>> Begin

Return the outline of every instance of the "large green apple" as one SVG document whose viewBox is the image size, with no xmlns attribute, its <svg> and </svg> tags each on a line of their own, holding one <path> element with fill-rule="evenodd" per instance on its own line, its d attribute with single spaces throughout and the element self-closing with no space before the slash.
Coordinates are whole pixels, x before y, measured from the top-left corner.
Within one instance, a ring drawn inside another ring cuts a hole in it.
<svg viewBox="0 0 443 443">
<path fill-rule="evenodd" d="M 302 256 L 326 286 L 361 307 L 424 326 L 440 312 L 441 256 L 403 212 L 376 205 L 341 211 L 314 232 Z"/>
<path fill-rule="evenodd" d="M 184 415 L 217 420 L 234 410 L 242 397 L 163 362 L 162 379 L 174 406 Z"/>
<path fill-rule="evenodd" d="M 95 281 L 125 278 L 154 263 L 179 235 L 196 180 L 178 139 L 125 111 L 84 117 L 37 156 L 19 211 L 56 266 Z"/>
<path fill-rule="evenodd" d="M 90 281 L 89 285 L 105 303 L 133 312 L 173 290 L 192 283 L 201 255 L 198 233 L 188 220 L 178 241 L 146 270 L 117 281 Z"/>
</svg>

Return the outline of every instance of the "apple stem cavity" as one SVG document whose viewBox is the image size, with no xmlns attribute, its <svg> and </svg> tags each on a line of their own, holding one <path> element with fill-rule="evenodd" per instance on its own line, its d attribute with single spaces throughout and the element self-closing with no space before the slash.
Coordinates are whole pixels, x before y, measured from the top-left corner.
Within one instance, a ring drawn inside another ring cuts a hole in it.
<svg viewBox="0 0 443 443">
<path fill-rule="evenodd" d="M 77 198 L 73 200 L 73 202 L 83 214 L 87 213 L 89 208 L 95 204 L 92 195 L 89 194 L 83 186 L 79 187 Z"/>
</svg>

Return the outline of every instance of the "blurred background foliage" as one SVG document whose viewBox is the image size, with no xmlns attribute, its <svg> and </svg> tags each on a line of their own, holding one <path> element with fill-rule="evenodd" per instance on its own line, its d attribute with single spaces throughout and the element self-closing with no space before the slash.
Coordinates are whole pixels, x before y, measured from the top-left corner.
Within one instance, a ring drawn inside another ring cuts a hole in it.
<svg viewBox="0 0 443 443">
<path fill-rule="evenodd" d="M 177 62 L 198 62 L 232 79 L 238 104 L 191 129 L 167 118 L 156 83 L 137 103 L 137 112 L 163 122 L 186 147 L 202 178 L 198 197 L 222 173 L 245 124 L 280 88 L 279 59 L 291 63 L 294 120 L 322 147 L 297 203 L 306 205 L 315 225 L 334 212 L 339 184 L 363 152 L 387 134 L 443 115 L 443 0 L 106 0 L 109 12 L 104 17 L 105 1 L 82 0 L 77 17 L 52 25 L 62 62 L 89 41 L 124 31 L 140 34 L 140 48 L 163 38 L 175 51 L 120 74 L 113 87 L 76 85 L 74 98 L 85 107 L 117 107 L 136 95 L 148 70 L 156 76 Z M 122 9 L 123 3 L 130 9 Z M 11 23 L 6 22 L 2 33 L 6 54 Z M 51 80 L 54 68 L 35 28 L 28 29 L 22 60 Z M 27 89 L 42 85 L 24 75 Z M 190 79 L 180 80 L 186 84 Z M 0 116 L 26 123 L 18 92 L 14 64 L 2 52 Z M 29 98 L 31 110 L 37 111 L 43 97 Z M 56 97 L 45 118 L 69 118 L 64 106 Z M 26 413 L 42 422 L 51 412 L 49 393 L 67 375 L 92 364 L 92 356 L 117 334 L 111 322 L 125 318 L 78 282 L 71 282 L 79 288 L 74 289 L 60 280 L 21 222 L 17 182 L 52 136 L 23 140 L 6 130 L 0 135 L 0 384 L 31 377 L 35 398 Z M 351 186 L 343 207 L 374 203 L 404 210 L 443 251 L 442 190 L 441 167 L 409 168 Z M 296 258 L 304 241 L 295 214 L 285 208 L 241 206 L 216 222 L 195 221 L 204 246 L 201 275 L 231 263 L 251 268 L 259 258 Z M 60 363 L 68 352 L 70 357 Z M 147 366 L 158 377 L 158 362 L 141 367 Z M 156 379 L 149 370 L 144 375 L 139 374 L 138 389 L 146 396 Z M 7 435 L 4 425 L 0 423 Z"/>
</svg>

>> End

_Directions for this task_: Output every line of the rows above as a numbered list, skipping the blank lines.

_Reply to the exercise_:
1. Return the outline of every instance of the "large green apple" as one SVG document whose viewBox is the image size, with no xmlns attribute, its <svg> and </svg> tags each on a line of their own, holding one <path> element with fill-rule="evenodd" per instance on its own line, its d attribute with single spaces throughout and the element self-closing with no space before the slash.
2. Coordinates are whole pixels, x before y, measured from the top-left corner.
3. Within one instance, a ring drawn inside another ring cuts a hole in it.
4. <svg viewBox="0 0 443 443">
5. <path fill-rule="evenodd" d="M 302 256 L 326 286 L 361 307 L 424 326 L 440 312 L 441 256 L 403 212 L 376 205 L 341 211 L 314 232 Z"/>
6. <path fill-rule="evenodd" d="M 184 415 L 217 420 L 234 410 L 242 397 L 163 362 L 162 379 L 174 406 Z"/>
7. <path fill-rule="evenodd" d="M 95 281 L 125 278 L 154 263 L 179 235 L 196 180 L 178 139 L 125 111 L 84 117 L 37 156 L 19 211 L 56 266 Z"/>
8. <path fill-rule="evenodd" d="M 90 281 L 89 285 L 105 303 L 133 312 L 173 290 L 192 283 L 201 255 L 198 233 L 188 220 L 178 241 L 146 270 L 117 281 Z"/>
9. </svg>
10. Return the outline of every instance of the "apple stem cavity" as one SVG document whose viewBox is the image size, with no xmlns attribute, its <svg> and </svg> tags each on a line of their own, holding one <path> element with fill-rule="evenodd" per instance on its own line, its d attribute with single spaces throughout and the element self-closing with no space before the slash.
11. Coordinates are whole pixels, x before y, measured from the top-left corner.
12. Within one instance, a ring drawn inside another ring cuts a hole in it.
13. <svg viewBox="0 0 443 443">
14. <path fill-rule="evenodd" d="M 77 198 L 73 200 L 73 202 L 83 214 L 87 213 L 89 208 L 95 204 L 92 195 L 89 194 L 83 186 L 79 187 Z"/>
15. </svg>
16. Return the outline of every instance of the "blurred background foliage" as one SVG document whose viewBox is the image size, with no xmlns attribute, its <svg> and </svg> tags each on a line of their own, holding one <path> element with fill-rule="evenodd" per instance on its own line, its d attribute with single spaces throughout and the element self-closing with no space before the slash.
17. Coordinates are whole pixels, x before y, measured from the top-left corner.
18. Within one instance, a ring drawn inside another ring cuts a hole in it.
19. <svg viewBox="0 0 443 443">
20. <path fill-rule="evenodd" d="M 177 62 L 198 62 L 232 79 L 238 104 L 191 129 L 167 118 L 156 83 L 137 103 L 137 112 L 163 122 L 186 147 L 202 178 L 198 197 L 222 173 L 245 124 L 280 88 L 279 59 L 291 63 L 294 120 L 322 147 L 297 203 L 306 205 L 315 225 L 334 212 L 339 184 L 363 152 L 387 134 L 443 115 L 443 0 L 106 0 L 109 12 L 104 17 L 105 1 L 82 0 L 77 17 L 52 25 L 62 62 L 89 41 L 124 31 L 140 34 L 140 48 L 163 38 L 175 51 L 120 74 L 113 87 L 76 85 L 74 98 L 85 107 L 117 107 L 136 95 L 148 70 L 156 76 Z M 122 9 L 123 3 L 130 9 Z M 11 23 L 6 22 L 2 33 L 6 54 Z M 51 80 L 54 68 L 35 28 L 28 29 L 22 60 Z M 27 89 L 42 85 L 24 75 Z M 190 79 L 180 80 L 186 84 Z M 0 116 L 26 123 L 18 92 L 14 64 L 2 52 Z M 29 98 L 31 110 L 37 111 L 43 97 Z M 56 97 L 45 118 L 69 118 L 64 106 Z M 26 413 L 42 422 L 51 412 L 49 393 L 67 375 L 92 364 L 92 356 L 117 334 L 111 322 L 125 318 L 78 282 L 71 282 L 79 288 L 74 289 L 60 280 L 21 222 L 17 182 L 52 136 L 23 140 L 6 130 L 0 135 L 0 384 L 31 377 L 35 398 Z M 351 186 L 343 207 L 374 203 L 404 210 L 443 251 L 442 190 L 441 167 L 409 168 Z M 296 258 L 304 241 L 295 214 L 285 208 L 241 206 L 216 222 L 195 221 L 204 246 L 201 275 L 231 263 L 251 268 L 259 258 Z M 60 363 L 68 352 L 70 357 Z M 147 366 L 158 377 L 158 362 L 141 367 Z M 156 379 L 149 370 L 144 375 L 139 374 L 138 389 L 146 396 Z M 7 435 L 4 425 L 0 423 Z"/>
21. </svg>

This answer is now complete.